RECORDS FOR THIS EXERCISE: Begin
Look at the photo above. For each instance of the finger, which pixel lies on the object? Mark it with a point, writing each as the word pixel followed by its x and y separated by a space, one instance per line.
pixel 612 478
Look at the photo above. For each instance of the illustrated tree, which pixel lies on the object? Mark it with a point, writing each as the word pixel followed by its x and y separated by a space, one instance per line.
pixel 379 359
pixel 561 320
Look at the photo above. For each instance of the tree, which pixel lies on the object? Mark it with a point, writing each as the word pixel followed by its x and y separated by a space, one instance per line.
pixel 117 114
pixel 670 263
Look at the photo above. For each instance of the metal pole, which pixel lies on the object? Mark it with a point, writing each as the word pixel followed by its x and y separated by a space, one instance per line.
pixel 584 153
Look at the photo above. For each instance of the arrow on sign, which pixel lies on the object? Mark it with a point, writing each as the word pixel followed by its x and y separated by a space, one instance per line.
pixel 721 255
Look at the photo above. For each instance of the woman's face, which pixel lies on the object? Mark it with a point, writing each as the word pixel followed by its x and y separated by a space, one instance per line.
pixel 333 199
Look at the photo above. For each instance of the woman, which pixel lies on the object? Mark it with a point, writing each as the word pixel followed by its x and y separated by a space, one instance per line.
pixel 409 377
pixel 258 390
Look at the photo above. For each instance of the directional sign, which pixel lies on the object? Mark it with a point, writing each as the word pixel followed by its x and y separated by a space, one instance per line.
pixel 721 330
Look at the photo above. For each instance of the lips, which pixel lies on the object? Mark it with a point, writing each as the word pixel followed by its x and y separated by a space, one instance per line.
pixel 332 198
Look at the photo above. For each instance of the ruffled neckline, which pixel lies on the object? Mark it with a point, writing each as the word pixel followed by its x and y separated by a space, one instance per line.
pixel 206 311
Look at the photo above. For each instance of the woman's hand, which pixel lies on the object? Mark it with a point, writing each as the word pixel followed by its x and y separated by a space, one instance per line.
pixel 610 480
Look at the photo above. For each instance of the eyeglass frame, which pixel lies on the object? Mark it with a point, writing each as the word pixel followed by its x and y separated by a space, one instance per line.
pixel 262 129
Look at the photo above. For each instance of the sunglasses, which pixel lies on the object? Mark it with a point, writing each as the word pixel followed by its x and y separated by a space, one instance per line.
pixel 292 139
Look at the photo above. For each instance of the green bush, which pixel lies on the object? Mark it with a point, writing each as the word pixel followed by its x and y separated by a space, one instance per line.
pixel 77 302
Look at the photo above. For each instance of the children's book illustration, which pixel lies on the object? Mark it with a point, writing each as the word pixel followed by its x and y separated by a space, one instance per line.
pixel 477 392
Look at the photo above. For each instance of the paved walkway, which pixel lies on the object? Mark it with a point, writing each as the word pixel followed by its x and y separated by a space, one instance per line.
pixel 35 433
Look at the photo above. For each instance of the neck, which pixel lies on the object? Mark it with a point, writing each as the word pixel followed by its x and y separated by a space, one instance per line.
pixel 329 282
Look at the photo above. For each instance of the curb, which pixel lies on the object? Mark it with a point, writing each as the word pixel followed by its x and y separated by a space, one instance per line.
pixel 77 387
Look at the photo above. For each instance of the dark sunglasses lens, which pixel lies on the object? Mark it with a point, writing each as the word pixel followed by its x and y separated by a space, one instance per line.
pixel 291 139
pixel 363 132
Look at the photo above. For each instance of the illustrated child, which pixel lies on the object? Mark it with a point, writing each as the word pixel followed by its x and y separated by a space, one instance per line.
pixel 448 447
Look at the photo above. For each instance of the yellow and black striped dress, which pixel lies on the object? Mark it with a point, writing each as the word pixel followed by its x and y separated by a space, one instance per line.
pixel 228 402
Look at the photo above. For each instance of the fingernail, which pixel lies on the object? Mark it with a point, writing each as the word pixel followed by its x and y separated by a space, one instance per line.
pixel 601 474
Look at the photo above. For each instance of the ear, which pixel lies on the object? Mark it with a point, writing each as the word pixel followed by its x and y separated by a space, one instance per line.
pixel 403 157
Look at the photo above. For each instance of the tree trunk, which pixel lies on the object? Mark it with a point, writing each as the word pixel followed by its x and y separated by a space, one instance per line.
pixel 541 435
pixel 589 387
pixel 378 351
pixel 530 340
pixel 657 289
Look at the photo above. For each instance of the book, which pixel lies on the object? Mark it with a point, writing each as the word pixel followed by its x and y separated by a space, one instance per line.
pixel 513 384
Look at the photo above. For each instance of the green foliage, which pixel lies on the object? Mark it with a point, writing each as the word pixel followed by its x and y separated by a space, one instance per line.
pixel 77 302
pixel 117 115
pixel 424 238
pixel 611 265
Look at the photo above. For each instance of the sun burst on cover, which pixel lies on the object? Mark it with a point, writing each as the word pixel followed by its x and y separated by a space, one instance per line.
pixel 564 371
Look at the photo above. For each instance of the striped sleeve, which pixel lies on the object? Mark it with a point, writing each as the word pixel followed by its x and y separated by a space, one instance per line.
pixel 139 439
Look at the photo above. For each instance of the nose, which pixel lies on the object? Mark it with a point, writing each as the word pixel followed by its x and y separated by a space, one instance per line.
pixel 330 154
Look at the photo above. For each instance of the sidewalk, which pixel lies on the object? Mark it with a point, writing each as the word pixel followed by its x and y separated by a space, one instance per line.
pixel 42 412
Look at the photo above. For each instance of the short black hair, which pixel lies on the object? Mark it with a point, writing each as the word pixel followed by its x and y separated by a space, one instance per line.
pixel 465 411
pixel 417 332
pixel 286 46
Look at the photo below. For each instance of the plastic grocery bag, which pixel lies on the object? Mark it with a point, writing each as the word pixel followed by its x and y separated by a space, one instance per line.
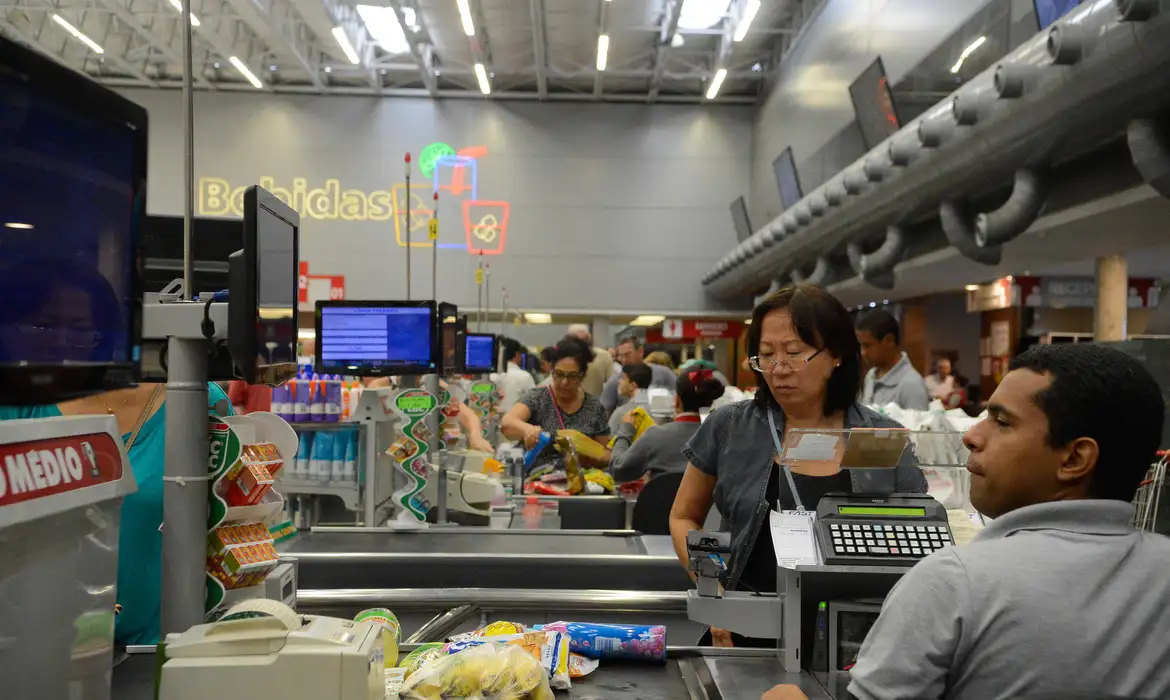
pixel 481 672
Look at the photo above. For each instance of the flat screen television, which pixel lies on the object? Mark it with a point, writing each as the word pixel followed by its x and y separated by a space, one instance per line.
pixel 740 219
pixel 1050 11
pixel 480 352
pixel 377 338
pixel 873 102
pixel 73 166
pixel 787 182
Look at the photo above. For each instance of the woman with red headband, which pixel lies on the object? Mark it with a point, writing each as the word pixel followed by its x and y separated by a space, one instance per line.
pixel 659 451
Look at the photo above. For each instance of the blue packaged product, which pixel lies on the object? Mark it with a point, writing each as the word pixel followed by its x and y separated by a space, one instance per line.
pixel 631 643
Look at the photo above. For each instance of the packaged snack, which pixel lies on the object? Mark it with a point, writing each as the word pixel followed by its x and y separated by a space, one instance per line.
pixel 641 643
pixel 486 671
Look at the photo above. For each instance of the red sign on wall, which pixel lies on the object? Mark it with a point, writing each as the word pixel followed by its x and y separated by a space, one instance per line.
pixel 41 468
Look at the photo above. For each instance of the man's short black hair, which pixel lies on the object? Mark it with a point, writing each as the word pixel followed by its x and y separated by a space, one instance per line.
pixel 880 323
pixel 1103 393
pixel 639 372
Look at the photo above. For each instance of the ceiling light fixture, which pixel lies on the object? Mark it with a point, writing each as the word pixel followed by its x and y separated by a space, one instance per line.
pixel 647 321
pixel 346 47
pixel 968 52
pixel 465 16
pixel 384 27
pixel 76 33
pixel 716 83
pixel 481 75
pixel 749 13
pixel 178 7
pixel 243 70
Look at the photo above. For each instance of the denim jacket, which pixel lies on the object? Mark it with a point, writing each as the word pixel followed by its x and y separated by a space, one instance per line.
pixel 735 445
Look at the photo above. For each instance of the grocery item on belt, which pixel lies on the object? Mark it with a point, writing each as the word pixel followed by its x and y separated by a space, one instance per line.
pixel 644 643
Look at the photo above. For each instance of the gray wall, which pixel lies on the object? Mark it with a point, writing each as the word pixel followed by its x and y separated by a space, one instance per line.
pixel 613 207
pixel 809 104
RECORDS FOR THIS EXERCISE: End
[TO DO]: Return all of the lines above without alteration, minus the pictures.

[TASK RESULT]:
Look at the photo above. For each instance of the finger, which pixel lies on the object? Mark it with a point, writing each as the word pixel followed by its x and y separated by a space, one instance per line.
pixel 612 478
Look at the photo above. For each instance of the illustrated tree, which pixel lies on the object? Mark it with a point, writing each as the word pixel followed by its x and y separated by a space, one instance per line.
pixel 379 359
pixel 561 320
Look at the photo above. For each instance of the tree, which pixel lies on the object? Mark it with a point, writing each as the word pixel followed by its x and y separated by a space, one instance per line.
pixel 117 114
pixel 670 263
Look at the photo above. For each instance of the metal pole, which pixel lies on the object? Mark it with a point, writing each as the word pixel followed by its x and y separated by a space, one instance per line.
pixel 584 153
Look at the photo above. For each instance of the arrow on sign, which pixel lies on the object? Mark it with a point, writing each as the word pixel followed by its x and y separated by a space, one instance per line.
pixel 721 255
Look at the photo above. For each instance of the woman's face, which pixel lies on the object? Mark it with a point, writing each as the word pixel followed by its x and y separated by a space, one instance per line.
pixel 333 199
Look at the photo above. For each instance of the woman, which pixel lies on the object? Mark it with a point, writing each as the word pixel followed by its x and y separated by a space, one instance per line.
pixel 409 377
pixel 258 390
Look at the photo above. For each instance of the directional sign, which pixel lies on the object? Mark it with a point, writing each as the word pixel followed by its x and y separated by a space, one instance per line.
pixel 721 330
Look at the photo above. For each instance of the lips, which pixel lies on the object? Mark it with a point, writing each as the word pixel followed by its x and y separated by a space, one instance per line.
pixel 332 198
Look at the photo above. For each instance of the ruffled neckline, which pixel lies on the object? Mark it with a point, writing each as the word pixel followed by its x and y separated by a space, one instance per line.
pixel 206 311
Look at the photo above. For each instance of the woman's hand, which pixel lies on the object? Mark it with a point, writing each as the word pixel followed by its x and y separated by a space, one instance per line.
pixel 610 480
Look at the photo above. For each instance of the eyeglass frame, which pixel lies on the object? Mark it with a point, writing each as the word pixel followed by its x and y separated by a space, one instance per line.
pixel 262 129
Look at the photo above. For each instance of the sunglasses, which pixel lies on the object? Mark it with a point, writing each as the word pixel followed by its x and y separated by a space, one instance per line.
pixel 292 139
Look at the photo above. For each instance of the green bush, which pixel lies on the object? Mark it with a point, writing each as the word pixel followed by its x and y separated by a space, one instance per line.
pixel 77 302
Look at the photo above. For each instance of the children's book illustration, which pixel lies on the object? Mark it with a point, writing each as the word pixel followed by its x and y separated by a space, one instance per line.
pixel 477 392
Look at the photo above. For each instance of the paved walkway, which pixel lies on the object? Mark it with a point, writing each as the word pixel followed by its x and y separated by a space, one instance per line.
pixel 35 433
Look at the photo above. For each instance of the neck, which pixel lies on the object? Mark it with a point, writing each as the word pixel followed by its x and y separated by a space, one instance per line.
pixel 329 282
Look at the photo above. For each instance of the curb, which pixel lies on the object? Mark it with a point, writing each as the word pixel followed by its x and y separated by a space, one instance per line.
pixel 77 387
Look at the photo above. For each instance of the dark sunglasses lens, which pixel lies on the object? Mark it with a point, writing each as the word pixel followed by its x and y separated by a space, one instance per line.
pixel 291 139
pixel 363 132
Look at the photo above. For each instance of the illustrated child, which pixel lies on the object? Mark it with a point, writing each as the word pixel followed by its x and y separated by a space, one instance per line.
pixel 448 447
Look at the photo above. For each instance of the yellow and black striped dress, which pixel lies on the object? Mark it with a point, writing each as the word pixel followed by its x and y separated by a space, one instance per line.
pixel 228 402
Look at the photo above. For each instance of the fingernail, which pixel lies on the object? Mark it with a point, writing each as the word pixel followed by its x and y separated by a space, one instance per line.
pixel 601 474
Look at the photo above. For each instance of the ear, which pixel lies on the object? Mark it with a point, writing each as the word pixel followed by its x and y separated by a space, one instance per line.
pixel 403 157
Look at the photo above. For each instance of the tree trunk, which pixel lies on the object? Mark it with a point, writing each as the word pixel followed by its x and y separated by a space, one instance per line.
pixel 541 435
pixel 589 387
pixel 378 351
pixel 530 340
pixel 657 289
Look at the photo above. For each instance of the book, which pixel lies on the object? Mark it with a point, writing each as the word pixel followed by its x and y separated by a space, one instance per line.
pixel 513 384
Look at the photo above. For each instance of the green foliage, which pixel lies on the object? Mark it with a point, writing each as the word pixel followed by its x and y separated by a space, one instance per line.
pixel 77 302
pixel 117 115
pixel 424 238
pixel 611 265
Look at the photo above. For each instance of the sun burst on cover, which pixel lies on the object? Mark it with a point, writing each as the word pixel followed by its x and y separated by a space, one instance per line.
pixel 564 371
Look at the photo above. For each instance of the striped sleeve, which pixel lies on the object? Mark it with a point, writing each as the word pixel followed by its x and y separated by a space, one instance per line.
pixel 139 439
Look at the photo above. For each instance of the nose, which pixel lies on the object? Mark it with a point, writing each as the word pixel followed by its x and y separated by a space, one instance per line.
pixel 330 154
Look at the photo above. For each instance of the sidewalk, which pixel lies on the object? Mark it with a point, writing each as the word pixel followed by its x and y separated by a space, one instance per line.
pixel 42 412
Look at the photo above. For each instance of the short black hair, which pixel lies on the object? Mark it with a point, writing each as the word pixel followed by its x and y separated by a space, one instance per line.
pixel 465 411
pixel 417 332
pixel 286 46
Look at the photo below. For each instance of the plastic grocery bag, which pixel lies on the object? Mark it with a point, writing each as the word pixel followed by its x and y separated by a space, one instance per line.
pixel 481 672
Look at the photo above. For each instance of the flat screen television, which pixel lies on the object? Mark it with a point, writing each as the word pixel followed by its x and y separated by a space, one instance per line.
pixel 740 219
pixel 1050 11
pixel 480 352
pixel 377 338
pixel 873 102
pixel 73 166
pixel 787 182
Look at the photo above. For each instance of the woman with red headband, which pixel lies on the object? Mark it with a point, writing each as the word pixel followed by its x and y separated by a space, one instance per line.
pixel 659 451
Look at the photo above. For each instance of the blue packaged product, which pixel lies on the object? Mark it with a point, writing each as the word pixel followed by its x and y separated by a space, one instance per line.
pixel 631 643
Look at the photo above. For each instance of the packaged snack, which pixel lies on the object? Mark it with a point, writing each as the word pixel followed by its x and y separated by a space, one instance per line.
pixel 641 643
pixel 486 671
Look at the photo above. For each instance of the red sign on wall, which pixel lies on the object? Mark it with a point, writing each as the word pixel followed by its x and y separated by a space, one instance per line.
pixel 41 468
Look at the photo above. For each instance of the man's short black hair, which pixel lies on the object? Mark it with a point, writing each as the word pixel followed by its x and y separated by a space, one instance per line.
pixel 880 323
pixel 1103 393
pixel 639 372
Look at the photo above. For each instance of the ceiling light fixture, which pixel lies on the object? Mark it with a point, writing each as the word pixel followed by its x and y separated by a space, one instance per line.
pixel 647 321
pixel 346 47
pixel 968 52
pixel 465 16
pixel 384 27
pixel 76 33
pixel 716 83
pixel 481 75
pixel 749 13
pixel 178 7
pixel 243 70
Look at the photo above. For each instance of the denim jacket, which pixel lies on the object? Mark it with a point, writing each as the word pixel followed by its x and y separated by a space, one instance per line.
pixel 735 445
Look at the photo above. For each instance of the grocery item on belt, which pixel lies on the object? Mark it with a point, writing each as the word pixel followed by its x and y separated by a space, one instance per line.
pixel 644 643
Look at the photo above. For each instance of the gray wall, which pixel lies on the object? Mark it with a point, writing each as the word pixel followed by its x and y separated by a space, one instance per line.
pixel 613 207
pixel 809 104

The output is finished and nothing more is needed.